● **EXTRACT PROVIDED**
________

Fraud detection empowered by federated learning with the Flower framework on Amazon SageMaker AI

Fraud detection remains a significant challenge in the financial industry, requiring advanced machine learning (ML) techniques to detect fraudulent patterns while maintaining compliance with strict privacy regulations. Traditional ML models often rely on centralized data aggregation, which raises concerns about data security and regulatory constraints.

Fraud cost businesses over $485.6 billion in 2023 alone, according to Nasdaq’s Global Financial Crime Report, with financial institutions under pressure to keep up with evolving threats. Traditional fraud models often rely on isolated data, leading to overfitting and poor real-world performance. Data privacy laws like GDPR and CCPA further limit collaboration. With federated learning using Amazon SageMaker AI, organizations can jointly train models without sharing raw data, boosting accuracy while maintaining compliance.

In this post, we explore how SageMaker and federated learning help financial institutions build scalable, privacy-first fraud detection systems.

________

● **INPUT FOR THIS TASK**
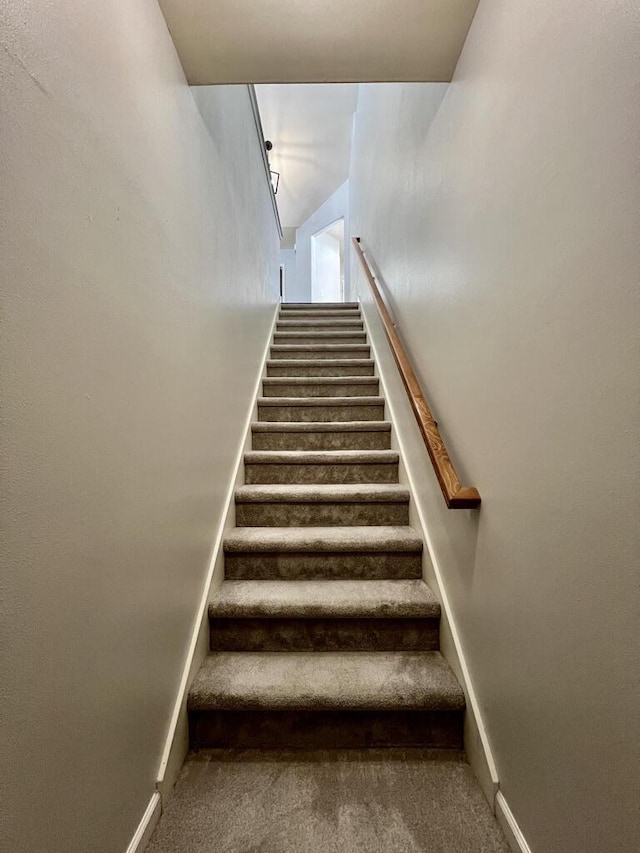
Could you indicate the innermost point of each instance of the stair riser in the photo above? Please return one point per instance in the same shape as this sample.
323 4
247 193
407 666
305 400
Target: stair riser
345 368
306 635
322 440
311 389
314 354
325 473
322 414
307 338
337 514
325 729
323 565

________

● **SET PROBLEM 1**
Render every line of the listing as a Markdown table with the columns "Row" and "Line," numbering the rows and skipping blank lines. Leave the pictures out.
● **SET PROBLEM 2**
Write the next part of the fraud detection article, picking up after its final sentence.
The fraud detection article and the listing have no connection to each other.

● **FINAL RESULT 1**
| Row | Line |
|---|---|
| 1 | Could you indicate the innermost point of each instance of the stair riser in the photo above? Please return one point per instance in the same shape as this sample. |
| 2 | 323 4 |
| 3 | 247 193 |
| 4 | 407 666 |
| 5 | 305 400 |
| 6 | Target: stair riser |
| 7 | 345 368 |
| 8 | 306 635 |
| 9 | 322 440 |
| 10 | 311 389 |
| 11 | 314 354 |
| 12 | 325 473 |
| 13 | 322 414 |
| 14 | 307 338 |
| 15 | 337 514 |
| 16 | 325 729 |
| 17 | 323 565 |

● **FINAL RESULT 2**
Federated learning with the Flower framework on SageMaker AI

With federated learning, multiple institutions can train a shared model while keeping their data decentralized, addressing privacy and security concerns in fraud detection. A key advantage of this approach is that it mitigates the risk of overfitting by learning from a wider distribution of fraud patterns across various datasets. It allows financial institutions to collaborate while maintaining strict data privacy, making sure that no single entity has access to another’s raw data. This not only improves fraud detection accuracy but also adheres to industry regulations and compliance requirements.

Popular frameworks for federated learning include Flower, PySyft, TensorFlow Federated TFF, and FedML. Among these, the Flower framework stands out for being framework-agnostic, a key advantage that allows it to seamlessly integrate with a wide range of tools such as PyTorch, TensorFlow, Hugging Face, scikit-learn, and more.

Although SageMaker is powerful for centralized ML workflows, Flower is purpose-built for decentralized model training, enabling secure collaboration across data silos without exposing raw data. When deployed on SageMaker, Flower takes advantage of the cloud system’s scalability and automation while enabling flexible, privacy-preserving federated learning workflows. This combination improves time to production, reduces engineering complexity, and supports strict data governance, making it highly suitable for cross-institutional or regulated environments.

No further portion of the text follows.